'''

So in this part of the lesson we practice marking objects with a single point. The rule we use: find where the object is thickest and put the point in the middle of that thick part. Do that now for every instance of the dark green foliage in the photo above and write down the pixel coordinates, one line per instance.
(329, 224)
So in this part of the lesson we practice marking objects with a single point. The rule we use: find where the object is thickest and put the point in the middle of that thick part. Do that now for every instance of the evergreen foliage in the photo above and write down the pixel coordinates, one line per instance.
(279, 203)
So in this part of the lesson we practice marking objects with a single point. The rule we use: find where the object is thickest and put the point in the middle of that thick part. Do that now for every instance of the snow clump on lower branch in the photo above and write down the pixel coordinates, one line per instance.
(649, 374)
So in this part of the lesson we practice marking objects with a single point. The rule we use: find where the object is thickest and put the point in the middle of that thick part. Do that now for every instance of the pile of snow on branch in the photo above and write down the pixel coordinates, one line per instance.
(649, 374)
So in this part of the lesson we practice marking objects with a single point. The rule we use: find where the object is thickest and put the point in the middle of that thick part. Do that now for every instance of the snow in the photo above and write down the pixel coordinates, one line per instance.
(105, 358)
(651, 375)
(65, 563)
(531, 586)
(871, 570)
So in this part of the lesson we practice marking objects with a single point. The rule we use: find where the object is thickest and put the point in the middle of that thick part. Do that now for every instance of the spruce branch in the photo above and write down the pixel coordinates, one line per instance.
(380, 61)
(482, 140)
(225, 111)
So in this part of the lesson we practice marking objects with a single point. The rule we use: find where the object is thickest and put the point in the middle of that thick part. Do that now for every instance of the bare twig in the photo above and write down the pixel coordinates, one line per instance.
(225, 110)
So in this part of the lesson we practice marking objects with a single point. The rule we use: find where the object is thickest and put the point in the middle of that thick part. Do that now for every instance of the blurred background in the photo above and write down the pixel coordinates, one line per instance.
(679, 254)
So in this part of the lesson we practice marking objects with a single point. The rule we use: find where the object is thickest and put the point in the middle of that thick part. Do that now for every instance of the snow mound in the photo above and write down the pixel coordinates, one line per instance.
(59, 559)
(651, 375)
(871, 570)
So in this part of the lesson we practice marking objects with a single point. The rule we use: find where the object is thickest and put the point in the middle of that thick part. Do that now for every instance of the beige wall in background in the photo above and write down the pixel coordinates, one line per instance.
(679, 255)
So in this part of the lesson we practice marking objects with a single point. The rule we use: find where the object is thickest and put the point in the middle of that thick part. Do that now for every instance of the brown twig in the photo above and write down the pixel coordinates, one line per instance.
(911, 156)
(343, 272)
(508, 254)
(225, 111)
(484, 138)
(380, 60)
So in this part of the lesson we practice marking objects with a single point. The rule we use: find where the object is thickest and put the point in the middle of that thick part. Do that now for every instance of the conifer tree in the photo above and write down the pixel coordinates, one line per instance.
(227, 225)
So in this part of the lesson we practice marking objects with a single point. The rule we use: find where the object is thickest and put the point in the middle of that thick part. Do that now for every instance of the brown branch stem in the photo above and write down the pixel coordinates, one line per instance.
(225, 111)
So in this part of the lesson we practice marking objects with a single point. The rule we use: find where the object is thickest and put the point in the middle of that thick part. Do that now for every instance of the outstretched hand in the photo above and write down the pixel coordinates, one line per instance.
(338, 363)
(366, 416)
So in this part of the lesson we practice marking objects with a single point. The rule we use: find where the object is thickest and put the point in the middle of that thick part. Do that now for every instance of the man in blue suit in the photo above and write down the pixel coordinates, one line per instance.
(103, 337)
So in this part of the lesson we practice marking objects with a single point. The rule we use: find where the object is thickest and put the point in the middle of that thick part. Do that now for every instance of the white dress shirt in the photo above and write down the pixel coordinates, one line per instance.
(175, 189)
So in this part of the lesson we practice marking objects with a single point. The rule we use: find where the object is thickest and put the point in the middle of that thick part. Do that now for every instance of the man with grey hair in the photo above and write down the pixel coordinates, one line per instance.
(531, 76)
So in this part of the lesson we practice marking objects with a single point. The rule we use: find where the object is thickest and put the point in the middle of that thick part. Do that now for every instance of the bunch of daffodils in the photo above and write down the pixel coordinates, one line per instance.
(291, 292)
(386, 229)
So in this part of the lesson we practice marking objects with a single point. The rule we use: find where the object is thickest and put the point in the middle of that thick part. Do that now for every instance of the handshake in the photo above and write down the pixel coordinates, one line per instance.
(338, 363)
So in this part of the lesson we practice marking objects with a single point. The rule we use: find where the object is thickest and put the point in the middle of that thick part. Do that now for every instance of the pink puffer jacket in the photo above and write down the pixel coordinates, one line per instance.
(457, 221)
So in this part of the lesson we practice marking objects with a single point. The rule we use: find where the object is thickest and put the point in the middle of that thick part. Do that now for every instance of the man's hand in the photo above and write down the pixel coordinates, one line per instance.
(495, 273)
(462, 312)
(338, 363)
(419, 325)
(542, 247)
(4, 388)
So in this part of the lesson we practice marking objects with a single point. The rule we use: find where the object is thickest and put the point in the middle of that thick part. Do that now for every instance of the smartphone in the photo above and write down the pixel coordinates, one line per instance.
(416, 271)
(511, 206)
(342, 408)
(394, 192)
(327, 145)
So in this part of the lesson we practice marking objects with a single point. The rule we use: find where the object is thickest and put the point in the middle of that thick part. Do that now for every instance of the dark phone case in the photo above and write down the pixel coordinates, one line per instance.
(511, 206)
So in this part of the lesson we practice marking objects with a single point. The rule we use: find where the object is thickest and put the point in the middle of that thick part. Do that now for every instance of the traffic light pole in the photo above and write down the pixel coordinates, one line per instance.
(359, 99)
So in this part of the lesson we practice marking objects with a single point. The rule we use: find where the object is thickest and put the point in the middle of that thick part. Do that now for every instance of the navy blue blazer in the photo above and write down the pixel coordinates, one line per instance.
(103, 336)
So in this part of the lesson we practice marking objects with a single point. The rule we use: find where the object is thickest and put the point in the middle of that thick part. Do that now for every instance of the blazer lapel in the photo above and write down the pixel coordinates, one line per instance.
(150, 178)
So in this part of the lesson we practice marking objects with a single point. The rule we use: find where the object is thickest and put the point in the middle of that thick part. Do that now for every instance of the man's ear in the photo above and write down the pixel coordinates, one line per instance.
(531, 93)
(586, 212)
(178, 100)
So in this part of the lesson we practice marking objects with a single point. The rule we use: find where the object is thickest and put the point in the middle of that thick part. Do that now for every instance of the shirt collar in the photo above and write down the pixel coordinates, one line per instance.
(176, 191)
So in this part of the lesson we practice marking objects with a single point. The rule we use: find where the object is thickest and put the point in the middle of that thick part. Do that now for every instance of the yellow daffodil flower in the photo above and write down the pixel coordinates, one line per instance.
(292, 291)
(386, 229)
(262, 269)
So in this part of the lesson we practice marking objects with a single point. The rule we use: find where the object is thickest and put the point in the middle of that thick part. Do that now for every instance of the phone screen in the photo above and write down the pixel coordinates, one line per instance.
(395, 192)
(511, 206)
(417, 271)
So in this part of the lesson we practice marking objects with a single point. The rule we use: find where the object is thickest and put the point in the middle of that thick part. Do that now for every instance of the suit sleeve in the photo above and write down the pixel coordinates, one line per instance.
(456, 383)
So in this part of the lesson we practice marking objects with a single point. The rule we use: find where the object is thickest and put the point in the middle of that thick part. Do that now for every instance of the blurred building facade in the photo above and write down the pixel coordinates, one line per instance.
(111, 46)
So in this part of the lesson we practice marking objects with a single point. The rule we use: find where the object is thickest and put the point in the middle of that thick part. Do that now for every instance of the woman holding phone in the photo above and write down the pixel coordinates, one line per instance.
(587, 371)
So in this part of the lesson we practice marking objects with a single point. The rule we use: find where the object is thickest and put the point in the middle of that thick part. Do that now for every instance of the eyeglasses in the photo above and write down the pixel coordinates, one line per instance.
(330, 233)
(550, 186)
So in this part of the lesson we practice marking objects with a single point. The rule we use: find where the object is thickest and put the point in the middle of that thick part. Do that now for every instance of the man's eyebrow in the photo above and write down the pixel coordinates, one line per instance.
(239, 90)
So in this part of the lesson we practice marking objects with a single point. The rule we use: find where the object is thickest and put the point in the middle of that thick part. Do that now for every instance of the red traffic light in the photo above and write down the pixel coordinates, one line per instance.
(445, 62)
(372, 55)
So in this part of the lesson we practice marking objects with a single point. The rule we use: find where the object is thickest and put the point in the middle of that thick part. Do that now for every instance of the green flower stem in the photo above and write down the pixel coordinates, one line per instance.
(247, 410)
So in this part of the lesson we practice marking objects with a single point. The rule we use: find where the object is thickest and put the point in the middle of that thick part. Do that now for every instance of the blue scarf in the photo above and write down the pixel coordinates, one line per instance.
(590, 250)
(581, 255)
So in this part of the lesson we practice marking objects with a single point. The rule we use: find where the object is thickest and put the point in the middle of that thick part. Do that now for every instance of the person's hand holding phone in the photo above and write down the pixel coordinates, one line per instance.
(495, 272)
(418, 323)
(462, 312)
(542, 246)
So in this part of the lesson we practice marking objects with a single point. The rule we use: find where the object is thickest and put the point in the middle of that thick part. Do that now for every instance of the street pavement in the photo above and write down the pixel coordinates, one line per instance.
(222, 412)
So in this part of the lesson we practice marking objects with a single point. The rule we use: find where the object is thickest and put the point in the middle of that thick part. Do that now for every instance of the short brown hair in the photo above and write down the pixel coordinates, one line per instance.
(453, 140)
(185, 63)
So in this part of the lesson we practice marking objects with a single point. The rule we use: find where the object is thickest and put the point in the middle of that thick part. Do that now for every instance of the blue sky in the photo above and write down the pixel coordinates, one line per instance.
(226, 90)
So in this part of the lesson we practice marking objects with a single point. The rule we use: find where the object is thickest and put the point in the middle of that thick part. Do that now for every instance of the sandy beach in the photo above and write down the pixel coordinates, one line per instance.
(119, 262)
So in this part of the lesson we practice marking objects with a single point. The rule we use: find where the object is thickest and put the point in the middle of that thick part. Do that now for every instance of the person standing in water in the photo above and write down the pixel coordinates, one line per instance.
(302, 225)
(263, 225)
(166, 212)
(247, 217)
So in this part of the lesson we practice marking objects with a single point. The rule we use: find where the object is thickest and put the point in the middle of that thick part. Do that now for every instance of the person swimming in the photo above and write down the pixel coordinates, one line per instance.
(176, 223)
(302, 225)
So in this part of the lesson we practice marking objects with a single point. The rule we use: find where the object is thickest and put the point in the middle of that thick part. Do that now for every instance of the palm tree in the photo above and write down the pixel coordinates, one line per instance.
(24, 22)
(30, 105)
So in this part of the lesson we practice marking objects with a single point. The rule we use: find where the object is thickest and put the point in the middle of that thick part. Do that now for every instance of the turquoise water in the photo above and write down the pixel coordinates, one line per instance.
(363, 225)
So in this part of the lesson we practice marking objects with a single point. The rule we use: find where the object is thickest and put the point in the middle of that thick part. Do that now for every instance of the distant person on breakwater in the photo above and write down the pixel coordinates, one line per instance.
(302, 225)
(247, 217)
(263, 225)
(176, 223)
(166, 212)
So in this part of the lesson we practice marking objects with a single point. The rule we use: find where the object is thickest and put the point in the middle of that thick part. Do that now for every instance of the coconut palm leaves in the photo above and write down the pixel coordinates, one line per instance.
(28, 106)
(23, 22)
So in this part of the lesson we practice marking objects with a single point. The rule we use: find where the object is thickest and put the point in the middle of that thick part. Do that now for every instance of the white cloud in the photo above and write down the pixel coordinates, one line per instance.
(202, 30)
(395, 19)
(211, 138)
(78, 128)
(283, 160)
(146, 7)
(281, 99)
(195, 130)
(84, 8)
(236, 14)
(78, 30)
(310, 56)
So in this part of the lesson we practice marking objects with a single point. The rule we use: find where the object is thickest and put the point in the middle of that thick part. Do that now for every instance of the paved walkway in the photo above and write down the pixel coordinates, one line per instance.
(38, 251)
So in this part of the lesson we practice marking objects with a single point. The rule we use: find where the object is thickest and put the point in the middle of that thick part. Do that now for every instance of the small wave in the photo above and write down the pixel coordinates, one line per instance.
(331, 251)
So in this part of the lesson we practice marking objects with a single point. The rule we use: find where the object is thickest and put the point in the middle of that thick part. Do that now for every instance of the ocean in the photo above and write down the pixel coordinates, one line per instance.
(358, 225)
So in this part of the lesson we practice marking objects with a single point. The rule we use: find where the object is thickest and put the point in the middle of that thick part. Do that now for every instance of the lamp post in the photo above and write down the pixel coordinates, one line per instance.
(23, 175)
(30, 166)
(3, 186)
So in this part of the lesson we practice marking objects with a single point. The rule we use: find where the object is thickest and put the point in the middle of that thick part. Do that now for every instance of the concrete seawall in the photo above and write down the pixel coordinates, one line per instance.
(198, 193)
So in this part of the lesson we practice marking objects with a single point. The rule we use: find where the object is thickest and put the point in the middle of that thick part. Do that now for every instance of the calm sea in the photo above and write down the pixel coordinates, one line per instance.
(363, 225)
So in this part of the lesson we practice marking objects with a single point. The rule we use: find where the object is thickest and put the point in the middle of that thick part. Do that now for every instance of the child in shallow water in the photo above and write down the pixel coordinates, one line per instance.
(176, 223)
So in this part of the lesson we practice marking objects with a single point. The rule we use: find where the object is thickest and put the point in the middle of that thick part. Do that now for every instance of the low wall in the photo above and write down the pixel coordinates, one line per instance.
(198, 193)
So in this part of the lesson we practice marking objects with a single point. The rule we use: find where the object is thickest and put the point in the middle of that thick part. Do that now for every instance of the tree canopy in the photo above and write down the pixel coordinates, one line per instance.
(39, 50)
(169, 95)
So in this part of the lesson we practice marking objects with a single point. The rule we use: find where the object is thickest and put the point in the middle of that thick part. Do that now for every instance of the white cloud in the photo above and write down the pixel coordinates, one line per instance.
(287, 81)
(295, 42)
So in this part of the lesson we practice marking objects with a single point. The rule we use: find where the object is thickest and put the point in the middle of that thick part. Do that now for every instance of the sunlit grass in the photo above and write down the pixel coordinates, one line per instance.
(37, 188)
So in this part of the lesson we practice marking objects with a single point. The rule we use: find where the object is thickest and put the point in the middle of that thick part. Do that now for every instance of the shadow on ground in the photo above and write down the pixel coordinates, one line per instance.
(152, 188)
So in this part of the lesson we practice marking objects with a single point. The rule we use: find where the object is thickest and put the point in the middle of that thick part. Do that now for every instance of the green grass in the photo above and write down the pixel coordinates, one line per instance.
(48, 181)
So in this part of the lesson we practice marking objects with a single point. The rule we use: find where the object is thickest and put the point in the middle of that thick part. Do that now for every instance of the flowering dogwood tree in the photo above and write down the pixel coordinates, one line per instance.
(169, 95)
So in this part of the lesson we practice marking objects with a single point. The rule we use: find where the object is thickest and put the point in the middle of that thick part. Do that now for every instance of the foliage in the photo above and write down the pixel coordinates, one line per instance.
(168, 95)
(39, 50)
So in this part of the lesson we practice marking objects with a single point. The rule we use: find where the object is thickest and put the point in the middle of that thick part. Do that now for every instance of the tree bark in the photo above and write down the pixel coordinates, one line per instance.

'''

_YOUR GOAL_
Write out exactly the lines starting with the one that holds "of the flowering" and running through the last line above.

_OUTPUT OF THE EXERCISE_
So in this part of the lesson we practice marking objects with a single point. The rule we use: find where the object is thickest and put the point in the middle of that thick part. Do that now for every instance of the flowering dogwood tree in the photo above and write down the pixel coordinates, one line per instance.
(169, 95)
So in this part of the lesson we practice marking objects with a single point. The rule we use: find where the object is thickest and put the point in the middle of that thick part. Do that now for every instance of the foliage in the photo above and write down the pixel coordinates, one line per instance.
(168, 95)
(39, 50)
So in this part of the lesson we practice marking objects with a single point. The rule we use: find where the object is thickest and put the point in the middle of that thick part. Do that now for every instance of the tree bark in the photo above and write down the pixel coordinates, one line per instance.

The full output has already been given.